**WORK REQUIRED**
Each line below that carries the string "instance" must appear in the answer.

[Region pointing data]
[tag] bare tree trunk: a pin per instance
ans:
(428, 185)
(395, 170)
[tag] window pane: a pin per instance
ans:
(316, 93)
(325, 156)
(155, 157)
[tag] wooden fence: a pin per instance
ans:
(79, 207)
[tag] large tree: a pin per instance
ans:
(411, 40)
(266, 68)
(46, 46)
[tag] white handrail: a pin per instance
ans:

**FINAL ANSWER**
[tag] bare tree trunk: a pin per instance
[tag] window pane: a pin per instance
[tag] wooden fence: a pin per instance
[tag] large tree: a pin per instance
[tag] white handrail: a pin per instance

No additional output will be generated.